THE PROBLEM
All entries must be extracted exactly, with nothing added or dropped.

DATA RECORDS
::::::::

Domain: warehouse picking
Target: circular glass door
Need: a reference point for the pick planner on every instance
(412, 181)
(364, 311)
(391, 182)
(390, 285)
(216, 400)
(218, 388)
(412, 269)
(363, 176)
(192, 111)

::::::::

ANSWER IN FULL
Domain: warehouse picking
Target: circular glass door
Need: a reference point for the pick planner on every instance
(412, 181)
(364, 311)
(391, 182)
(390, 285)
(216, 400)
(218, 388)
(412, 269)
(363, 176)
(192, 111)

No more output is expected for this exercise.